#### Task directions
Your answer should hold exactly the lines from the one with "Please put a marker on the arched" through the last line of the material below, nothing before and nothing extra.
-------
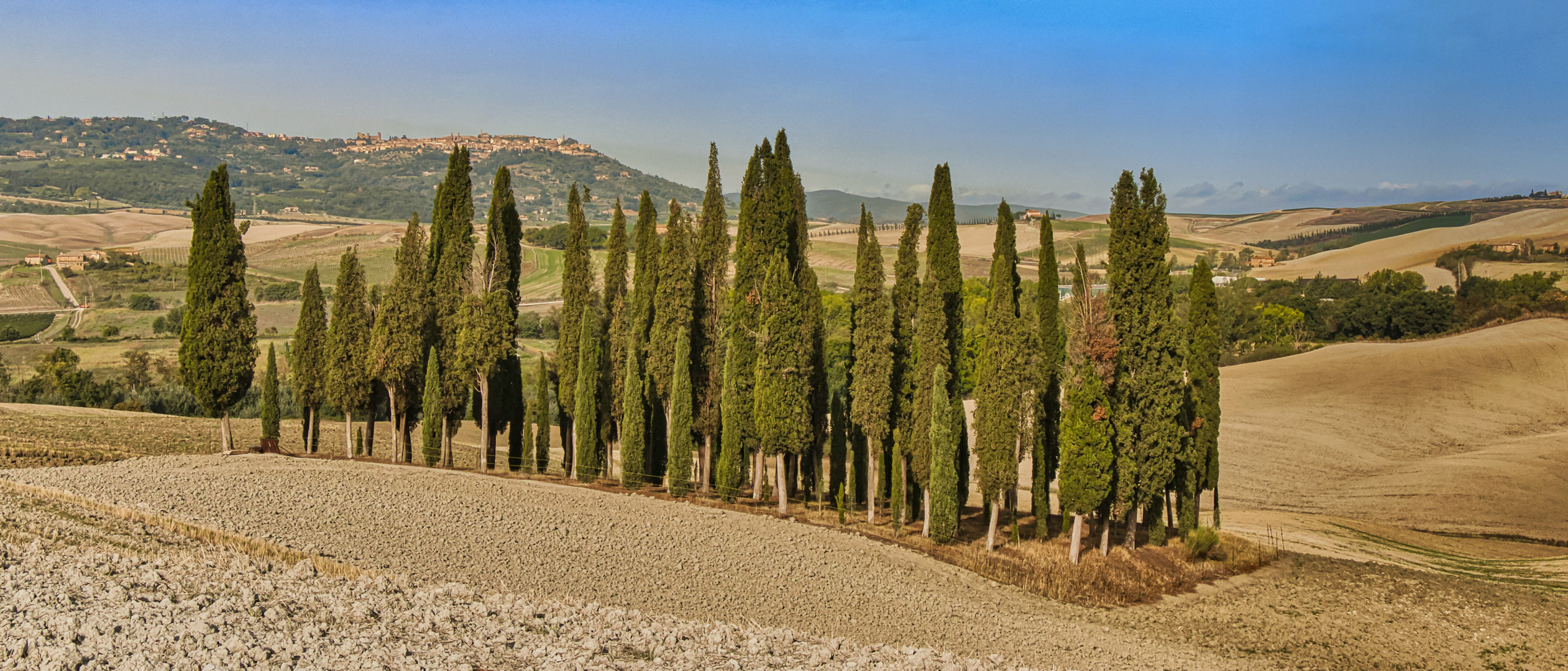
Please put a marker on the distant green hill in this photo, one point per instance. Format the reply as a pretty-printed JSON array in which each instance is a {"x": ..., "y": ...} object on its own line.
[
  {"x": 272, "y": 173},
  {"x": 840, "y": 206}
]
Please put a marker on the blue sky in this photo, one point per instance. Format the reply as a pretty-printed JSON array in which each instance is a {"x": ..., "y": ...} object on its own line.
[{"x": 1239, "y": 107}]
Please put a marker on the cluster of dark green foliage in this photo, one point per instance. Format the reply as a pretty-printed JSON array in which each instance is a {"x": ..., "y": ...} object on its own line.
[{"x": 268, "y": 173}]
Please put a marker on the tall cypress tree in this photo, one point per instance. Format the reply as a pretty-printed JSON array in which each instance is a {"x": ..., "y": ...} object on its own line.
[
  {"x": 938, "y": 334},
  {"x": 1148, "y": 370},
  {"x": 943, "y": 508},
  {"x": 673, "y": 301},
  {"x": 681, "y": 429},
  {"x": 634, "y": 418},
  {"x": 541, "y": 418},
  {"x": 1001, "y": 373},
  {"x": 430, "y": 432},
  {"x": 1201, "y": 463},
  {"x": 397, "y": 340},
  {"x": 347, "y": 344},
  {"x": 615, "y": 270},
  {"x": 451, "y": 262},
  {"x": 270, "y": 397},
  {"x": 781, "y": 393},
  {"x": 871, "y": 375},
  {"x": 905, "y": 304},
  {"x": 587, "y": 413},
  {"x": 576, "y": 292},
  {"x": 1048, "y": 378},
  {"x": 708, "y": 339},
  {"x": 218, "y": 331},
  {"x": 308, "y": 372}
]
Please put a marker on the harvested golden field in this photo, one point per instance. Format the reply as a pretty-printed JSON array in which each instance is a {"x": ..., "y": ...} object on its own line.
[
  {"x": 1421, "y": 250},
  {"x": 1460, "y": 435}
]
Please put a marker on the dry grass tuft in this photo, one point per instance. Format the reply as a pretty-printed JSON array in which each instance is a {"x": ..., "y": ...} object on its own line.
[{"x": 206, "y": 535}]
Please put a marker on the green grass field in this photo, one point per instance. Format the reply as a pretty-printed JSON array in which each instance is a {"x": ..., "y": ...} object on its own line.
[{"x": 27, "y": 325}]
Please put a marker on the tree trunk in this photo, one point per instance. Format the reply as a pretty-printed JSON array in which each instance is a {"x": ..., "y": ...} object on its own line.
[
  {"x": 871, "y": 482},
  {"x": 1078, "y": 537},
  {"x": 758, "y": 472},
  {"x": 990, "y": 534},
  {"x": 484, "y": 463},
  {"x": 783, "y": 490},
  {"x": 925, "y": 508}
]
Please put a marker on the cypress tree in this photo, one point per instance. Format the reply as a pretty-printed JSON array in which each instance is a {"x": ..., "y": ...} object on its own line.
[
  {"x": 905, "y": 304},
  {"x": 218, "y": 331},
  {"x": 681, "y": 427},
  {"x": 634, "y": 418},
  {"x": 1201, "y": 466},
  {"x": 347, "y": 344},
  {"x": 1001, "y": 375},
  {"x": 587, "y": 413},
  {"x": 308, "y": 373},
  {"x": 615, "y": 272},
  {"x": 576, "y": 292},
  {"x": 781, "y": 391},
  {"x": 270, "y": 396},
  {"x": 399, "y": 336},
  {"x": 1148, "y": 370},
  {"x": 742, "y": 322},
  {"x": 1048, "y": 377},
  {"x": 541, "y": 418},
  {"x": 871, "y": 373},
  {"x": 938, "y": 336},
  {"x": 943, "y": 508},
  {"x": 430, "y": 427},
  {"x": 488, "y": 337},
  {"x": 708, "y": 339},
  {"x": 452, "y": 258}
]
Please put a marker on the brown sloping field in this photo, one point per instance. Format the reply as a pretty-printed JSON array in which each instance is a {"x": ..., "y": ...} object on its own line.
[
  {"x": 1421, "y": 250},
  {"x": 1467, "y": 433},
  {"x": 87, "y": 231}
]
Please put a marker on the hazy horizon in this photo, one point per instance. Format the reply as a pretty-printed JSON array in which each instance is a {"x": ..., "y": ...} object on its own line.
[{"x": 1236, "y": 107}]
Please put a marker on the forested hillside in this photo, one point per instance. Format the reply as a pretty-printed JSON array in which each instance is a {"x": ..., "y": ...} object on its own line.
[{"x": 107, "y": 159}]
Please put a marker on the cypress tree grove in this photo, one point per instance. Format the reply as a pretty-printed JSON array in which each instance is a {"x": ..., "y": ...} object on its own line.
[
  {"x": 672, "y": 317},
  {"x": 871, "y": 373},
  {"x": 502, "y": 272},
  {"x": 399, "y": 336},
  {"x": 781, "y": 393},
  {"x": 488, "y": 337},
  {"x": 308, "y": 373},
  {"x": 634, "y": 418},
  {"x": 587, "y": 466},
  {"x": 1001, "y": 375},
  {"x": 1089, "y": 460},
  {"x": 708, "y": 339},
  {"x": 347, "y": 344},
  {"x": 218, "y": 331},
  {"x": 1048, "y": 378},
  {"x": 905, "y": 304},
  {"x": 943, "y": 505},
  {"x": 741, "y": 327},
  {"x": 1201, "y": 466},
  {"x": 1148, "y": 373},
  {"x": 615, "y": 270},
  {"x": 681, "y": 429},
  {"x": 938, "y": 336},
  {"x": 576, "y": 292},
  {"x": 270, "y": 397},
  {"x": 541, "y": 418},
  {"x": 430, "y": 432},
  {"x": 452, "y": 258}
]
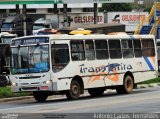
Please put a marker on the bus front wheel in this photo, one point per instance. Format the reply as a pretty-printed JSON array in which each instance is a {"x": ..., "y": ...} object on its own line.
[
  {"x": 127, "y": 86},
  {"x": 40, "y": 96},
  {"x": 96, "y": 91},
  {"x": 74, "y": 91}
]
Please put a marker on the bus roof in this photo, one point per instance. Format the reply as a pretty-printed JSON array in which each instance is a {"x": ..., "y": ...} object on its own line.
[{"x": 92, "y": 36}]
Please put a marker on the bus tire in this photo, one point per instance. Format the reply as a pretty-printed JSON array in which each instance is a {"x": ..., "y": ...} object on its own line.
[
  {"x": 127, "y": 86},
  {"x": 40, "y": 96},
  {"x": 96, "y": 91},
  {"x": 74, "y": 91}
]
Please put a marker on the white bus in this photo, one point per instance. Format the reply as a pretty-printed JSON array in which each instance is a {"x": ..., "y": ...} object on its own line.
[{"x": 70, "y": 64}]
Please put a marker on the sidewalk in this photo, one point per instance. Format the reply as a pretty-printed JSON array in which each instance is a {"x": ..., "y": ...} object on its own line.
[{"x": 58, "y": 96}]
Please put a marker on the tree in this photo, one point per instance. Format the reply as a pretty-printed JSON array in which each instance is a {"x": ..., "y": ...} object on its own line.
[{"x": 116, "y": 7}]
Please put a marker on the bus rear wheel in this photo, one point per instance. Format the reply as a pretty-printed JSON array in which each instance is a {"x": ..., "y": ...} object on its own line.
[
  {"x": 96, "y": 91},
  {"x": 40, "y": 96},
  {"x": 127, "y": 86},
  {"x": 74, "y": 91}
]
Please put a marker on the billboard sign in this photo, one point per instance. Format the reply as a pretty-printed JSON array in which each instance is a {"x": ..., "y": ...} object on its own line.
[
  {"x": 98, "y": 1},
  {"x": 129, "y": 19},
  {"x": 31, "y": 1}
]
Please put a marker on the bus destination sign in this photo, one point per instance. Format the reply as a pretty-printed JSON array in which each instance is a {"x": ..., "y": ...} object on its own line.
[{"x": 32, "y": 40}]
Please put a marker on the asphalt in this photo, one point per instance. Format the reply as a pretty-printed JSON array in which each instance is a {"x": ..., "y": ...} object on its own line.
[{"x": 55, "y": 96}]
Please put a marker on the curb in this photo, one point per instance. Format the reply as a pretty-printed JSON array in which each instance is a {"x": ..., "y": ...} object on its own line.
[
  {"x": 15, "y": 98},
  {"x": 108, "y": 91},
  {"x": 148, "y": 85}
]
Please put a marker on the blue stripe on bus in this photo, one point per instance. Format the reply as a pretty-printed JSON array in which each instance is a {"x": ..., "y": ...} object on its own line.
[{"x": 149, "y": 63}]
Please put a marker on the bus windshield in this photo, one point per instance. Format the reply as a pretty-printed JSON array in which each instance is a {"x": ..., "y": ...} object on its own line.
[
  {"x": 7, "y": 40},
  {"x": 59, "y": 56},
  {"x": 30, "y": 59}
]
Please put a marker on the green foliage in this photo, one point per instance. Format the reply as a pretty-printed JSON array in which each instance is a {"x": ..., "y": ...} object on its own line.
[
  {"x": 5, "y": 92},
  {"x": 116, "y": 7}
]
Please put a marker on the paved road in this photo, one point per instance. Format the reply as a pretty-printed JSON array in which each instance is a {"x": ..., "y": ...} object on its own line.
[{"x": 141, "y": 100}]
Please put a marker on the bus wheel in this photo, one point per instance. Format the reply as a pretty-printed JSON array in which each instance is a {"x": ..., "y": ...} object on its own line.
[
  {"x": 127, "y": 86},
  {"x": 96, "y": 91},
  {"x": 74, "y": 91},
  {"x": 40, "y": 96}
]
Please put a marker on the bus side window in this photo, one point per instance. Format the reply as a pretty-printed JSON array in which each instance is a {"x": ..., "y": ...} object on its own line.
[
  {"x": 127, "y": 48},
  {"x": 115, "y": 49},
  {"x": 101, "y": 48},
  {"x": 89, "y": 47},
  {"x": 137, "y": 48},
  {"x": 148, "y": 47},
  {"x": 77, "y": 50}
]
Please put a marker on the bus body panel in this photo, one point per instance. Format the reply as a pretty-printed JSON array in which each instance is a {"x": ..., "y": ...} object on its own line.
[{"x": 94, "y": 73}]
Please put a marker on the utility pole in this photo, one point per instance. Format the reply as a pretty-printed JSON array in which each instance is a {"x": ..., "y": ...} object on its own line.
[
  {"x": 24, "y": 19},
  {"x": 95, "y": 13}
]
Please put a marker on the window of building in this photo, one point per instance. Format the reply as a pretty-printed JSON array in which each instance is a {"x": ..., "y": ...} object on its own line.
[
  {"x": 148, "y": 47},
  {"x": 89, "y": 47},
  {"x": 101, "y": 48},
  {"x": 88, "y": 10},
  {"x": 137, "y": 48},
  {"x": 31, "y": 10},
  {"x": 127, "y": 48},
  {"x": 115, "y": 49},
  {"x": 77, "y": 50}
]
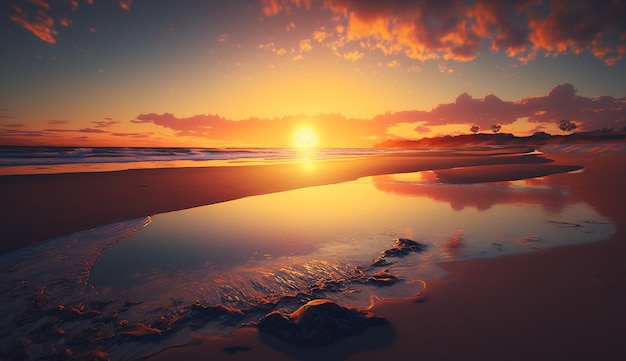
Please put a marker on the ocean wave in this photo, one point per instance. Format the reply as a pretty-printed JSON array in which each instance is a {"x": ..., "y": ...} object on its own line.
[{"x": 47, "y": 155}]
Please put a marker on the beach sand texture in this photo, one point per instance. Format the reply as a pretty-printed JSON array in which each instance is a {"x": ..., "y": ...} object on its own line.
[{"x": 555, "y": 304}]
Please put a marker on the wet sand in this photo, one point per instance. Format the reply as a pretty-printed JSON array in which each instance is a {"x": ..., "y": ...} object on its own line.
[{"x": 563, "y": 303}]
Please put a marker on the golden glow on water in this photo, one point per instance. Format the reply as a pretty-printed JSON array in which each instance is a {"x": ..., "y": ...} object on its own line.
[{"x": 305, "y": 137}]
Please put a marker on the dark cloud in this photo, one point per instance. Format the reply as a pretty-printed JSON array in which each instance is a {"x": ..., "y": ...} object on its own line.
[
  {"x": 561, "y": 102},
  {"x": 134, "y": 134},
  {"x": 83, "y": 130}
]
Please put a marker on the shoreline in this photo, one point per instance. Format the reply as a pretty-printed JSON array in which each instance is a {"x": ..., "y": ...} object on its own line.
[
  {"x": 561, "y": 303},
  {"x": 63, "y": 203}
]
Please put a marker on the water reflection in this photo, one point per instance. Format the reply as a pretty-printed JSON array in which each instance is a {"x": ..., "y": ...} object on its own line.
[{"x": 232, "y": 262}]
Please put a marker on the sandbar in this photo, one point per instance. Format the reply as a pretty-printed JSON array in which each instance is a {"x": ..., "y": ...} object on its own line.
[{"x": 555, "y": 304}]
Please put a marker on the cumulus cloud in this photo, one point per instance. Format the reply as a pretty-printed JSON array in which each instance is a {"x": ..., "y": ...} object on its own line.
[
  {"x": 457, "y": 29},
  {"x": 38, "y": 21},
  {"x": 43, "y": 17},
  {"x": 561, "y": 102},
  {"x": 105, "y": 123}
]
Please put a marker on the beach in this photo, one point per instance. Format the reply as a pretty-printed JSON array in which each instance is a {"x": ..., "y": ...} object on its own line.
[{"x": 561, "y": 303}]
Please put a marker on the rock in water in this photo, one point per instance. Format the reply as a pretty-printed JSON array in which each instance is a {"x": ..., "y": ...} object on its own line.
[
  {"x": 319, "y": 322},
  {"x": 402, "y": 247}
]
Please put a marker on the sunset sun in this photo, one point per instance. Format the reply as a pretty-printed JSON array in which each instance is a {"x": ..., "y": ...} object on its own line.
[{"x": 305, "y": 138}]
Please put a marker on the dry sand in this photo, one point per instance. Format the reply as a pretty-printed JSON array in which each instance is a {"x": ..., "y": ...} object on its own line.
[{"x": 557, "y": 304}]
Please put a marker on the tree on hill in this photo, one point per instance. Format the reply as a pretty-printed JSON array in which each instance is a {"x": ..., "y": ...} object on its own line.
[{"x": 566, "y": 125}]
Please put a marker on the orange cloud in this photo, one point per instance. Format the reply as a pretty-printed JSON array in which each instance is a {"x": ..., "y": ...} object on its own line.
[
  {"x": 336, "y": 130},
  {"x": 456, "y": 29},
  {"x": 273, "y": 7},
  {"x": 42, "y": 26},
  {"x": 125, "y": 4}
]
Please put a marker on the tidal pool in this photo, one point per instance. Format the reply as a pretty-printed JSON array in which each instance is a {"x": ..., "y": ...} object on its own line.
[{"x": 243, "y": 258}]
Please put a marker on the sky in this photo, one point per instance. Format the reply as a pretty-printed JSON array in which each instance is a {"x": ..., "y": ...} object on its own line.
[{"x": 280, "y": 73}]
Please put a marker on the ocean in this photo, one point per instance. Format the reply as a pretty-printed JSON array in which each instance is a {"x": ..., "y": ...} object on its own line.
[{"x": 49, "y": 159}]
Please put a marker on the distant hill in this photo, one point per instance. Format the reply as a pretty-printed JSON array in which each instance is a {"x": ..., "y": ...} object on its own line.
[{"x": 539, "y": 138}]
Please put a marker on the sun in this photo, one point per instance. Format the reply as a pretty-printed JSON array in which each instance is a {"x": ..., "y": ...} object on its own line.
[{"x": 305, "y": 138}]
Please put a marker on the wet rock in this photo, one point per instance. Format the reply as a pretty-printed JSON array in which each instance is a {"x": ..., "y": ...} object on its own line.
[
  {"x": 140, "y": 331},
  {"x": 380, "y": 262},
  {"x": 383, "y": 278},
  {"x": 200, "y": 314},
  {"x": 319, "y": 322},
  {"x": 402, "y": 247}
]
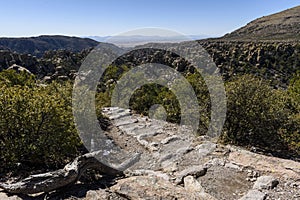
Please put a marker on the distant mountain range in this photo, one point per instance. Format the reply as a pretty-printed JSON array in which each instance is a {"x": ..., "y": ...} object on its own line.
[
  {"x": 281, "y": 26},
  {"x": 284, "y": 25},
  {"x": 134, "y": 40}
]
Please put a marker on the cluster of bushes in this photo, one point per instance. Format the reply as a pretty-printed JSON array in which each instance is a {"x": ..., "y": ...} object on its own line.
[
  {"x": 257, "y": 114},
  {"x": 36, "y": 123},
  {"x": 37, "y": 126}
]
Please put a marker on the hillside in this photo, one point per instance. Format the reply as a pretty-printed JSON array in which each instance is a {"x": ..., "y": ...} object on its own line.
[
  {"x": 39, "y": 45},
  {"x": 284, "y": 25}
]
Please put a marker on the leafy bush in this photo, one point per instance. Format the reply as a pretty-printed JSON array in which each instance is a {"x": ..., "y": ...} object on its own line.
[
  {"x": 258, "y": 115},
  {"x": 36, "y": 122}
]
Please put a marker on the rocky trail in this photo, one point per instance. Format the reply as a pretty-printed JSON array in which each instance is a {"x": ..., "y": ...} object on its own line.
[{"x": 176, "y": 164}]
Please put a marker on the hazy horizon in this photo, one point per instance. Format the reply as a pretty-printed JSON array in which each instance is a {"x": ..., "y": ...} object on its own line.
[{"x": 108, "y": 18}]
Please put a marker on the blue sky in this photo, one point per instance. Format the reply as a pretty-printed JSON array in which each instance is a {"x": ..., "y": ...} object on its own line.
[{"x": 110, "y": 17}]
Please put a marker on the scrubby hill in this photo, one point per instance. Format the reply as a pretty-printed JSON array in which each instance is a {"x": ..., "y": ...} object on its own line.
[
  {"x": 284, "y": 25},
  {"x": 39, "y": 45}
]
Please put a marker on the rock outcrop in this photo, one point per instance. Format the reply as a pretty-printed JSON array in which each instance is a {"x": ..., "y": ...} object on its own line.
[{"x": 176, "y": 164}]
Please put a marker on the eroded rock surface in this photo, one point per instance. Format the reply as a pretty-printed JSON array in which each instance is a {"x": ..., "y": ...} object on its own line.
[{"x": 177, "y": 164}]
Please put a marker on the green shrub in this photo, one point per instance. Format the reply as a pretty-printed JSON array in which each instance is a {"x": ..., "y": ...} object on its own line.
[
  {"x": 256, "y": 114},
  {"x": 36, "y": 123}
]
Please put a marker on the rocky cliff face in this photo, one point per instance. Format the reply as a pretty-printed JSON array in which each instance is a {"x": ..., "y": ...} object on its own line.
[
  {"x": 284, "y": 25},
  {"x": 39, "y": 45}
]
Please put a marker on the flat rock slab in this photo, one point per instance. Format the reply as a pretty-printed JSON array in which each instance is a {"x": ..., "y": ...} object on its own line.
[
  {"x": 194, "y": 171},
  {"x": 154, "y": 188},
  {"x": 254, "y": 195},
  {"x": 265, "y": 183}
]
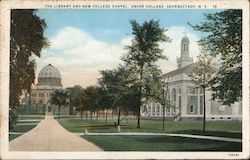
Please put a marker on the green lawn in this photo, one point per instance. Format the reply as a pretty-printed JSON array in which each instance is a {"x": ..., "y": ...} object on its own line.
[
  {"x": 157, "y": 143},
  {"x": 160, "y": 143},
  {"x": 214, "y": 128},
  {"x": 26, "y": 125}
]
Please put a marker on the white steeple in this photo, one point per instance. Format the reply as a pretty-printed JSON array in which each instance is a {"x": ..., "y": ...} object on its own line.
[{"x": 185, "y": 59}]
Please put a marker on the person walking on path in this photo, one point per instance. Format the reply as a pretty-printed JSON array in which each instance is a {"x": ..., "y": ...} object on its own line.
[{"x": 49, "y": 135}]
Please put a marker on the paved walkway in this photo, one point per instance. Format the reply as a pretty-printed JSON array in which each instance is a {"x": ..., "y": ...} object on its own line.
[
  {"x": 49, "y": 135},
  {"x": 225, "y": 139}
]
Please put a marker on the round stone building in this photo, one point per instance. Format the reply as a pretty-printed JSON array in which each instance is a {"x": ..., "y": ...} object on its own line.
[{"x": 49, "y": 79}]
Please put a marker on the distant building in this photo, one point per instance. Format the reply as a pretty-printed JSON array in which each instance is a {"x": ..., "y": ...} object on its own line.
[
  {"x": 49, "y": 79},
  {"x": 187, "y": 98}
]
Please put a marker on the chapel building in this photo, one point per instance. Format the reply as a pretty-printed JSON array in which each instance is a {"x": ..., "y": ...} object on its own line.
[{"x": 186, "y": 98}]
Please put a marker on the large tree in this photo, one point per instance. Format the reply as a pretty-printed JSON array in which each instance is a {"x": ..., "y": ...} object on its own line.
[
  {"x": 60, "y": 98},
  {"x": 74, "y": 97},
  {"x": 224, "y": 41},
  {"x": 89, "y": 100},
  {"x": 201, "y": 75},
  {"x": 115, "y": 83},
  {"x": 26, "y": 39},
  {"x": 143, "y": 54}
]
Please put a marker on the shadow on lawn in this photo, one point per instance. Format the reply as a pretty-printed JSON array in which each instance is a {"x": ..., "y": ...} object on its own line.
[
  {"x": 211, "y": 133},
  {"x": 191, "y": 144}
]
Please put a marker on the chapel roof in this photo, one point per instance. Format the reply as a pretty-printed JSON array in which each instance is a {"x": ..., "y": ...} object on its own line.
[{"x": 181, "y": 70}]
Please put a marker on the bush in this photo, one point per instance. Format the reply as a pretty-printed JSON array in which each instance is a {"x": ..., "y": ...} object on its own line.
[{"x": 12, "y": 119}]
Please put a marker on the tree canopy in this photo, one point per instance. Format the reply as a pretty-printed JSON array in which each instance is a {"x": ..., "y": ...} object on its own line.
[
  {"x": 143, "y": 54},
  {"x": 26, "y": 39},
  {"x": 224, "y": 41}
]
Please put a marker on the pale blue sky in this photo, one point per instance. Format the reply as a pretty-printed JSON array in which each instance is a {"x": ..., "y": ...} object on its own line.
[
  {"x": 84, "y": 41},
  {"x": 111, "y": 25}
]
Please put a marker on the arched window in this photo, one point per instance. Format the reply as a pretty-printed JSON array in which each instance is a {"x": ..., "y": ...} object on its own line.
[
  {"x": 174, "y": 95},
  {"x": 191, "y": 109}
]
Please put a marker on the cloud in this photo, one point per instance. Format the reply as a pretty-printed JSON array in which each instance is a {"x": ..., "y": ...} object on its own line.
[
  {"x": 80, "y": 57},
  {"x": 173, "y": 50}
]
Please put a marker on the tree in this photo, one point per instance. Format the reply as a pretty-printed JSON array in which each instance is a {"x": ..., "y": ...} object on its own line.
[
  {"x": 224, "y": 40},
  {"x": 88, "y": 100},
  {"x": 26, "y": 40},
  {"x": 201, "y": 75},
  {"x": 74, "y": 97},
  {"x": 143, "y": 54},
  {"x": 116, "y": 84},
  {"x": 60, "y": 98},
  {"x": 104, "y": 100}
]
-------
#### Finished task
Please put a marker on the arched window in this photo, one point per instance. Format the reply as a pretty-printed JSON array in which each instance is a {"x": ..., "y": ...} object on its own line.
[
  {"x": 174, "y": 95},
  {"x": 191, "y": 109}
]
Please put a marker on the cloud in this photo, one point per instance. Format the reply as a pretty-printed JSON array in which each instance is a {"x": ..., "y": ...} object on its own line.
[
  {"x": 80, "y": 57},
  {"x": 173, "y": 50}
]
Please put a marker on the tree in this photo, one point per instance. Format the reply as a pretty-printed JSON array in which each instance is a {"x": ..., "y": ...} object on its own line.
[
  {"x": 224, "y": 40},
  {"x": 88, "y": 100},
  {"x": 26, "y": 40},
  {"x": 201, "y": 75},
  {"x": 74, "y": 97},
  {"x": 143, "y": 54},
  {"x": 116, "y": 84},
  {"x": 60, "y": 98},
  {"x": 104, "y": 100}
]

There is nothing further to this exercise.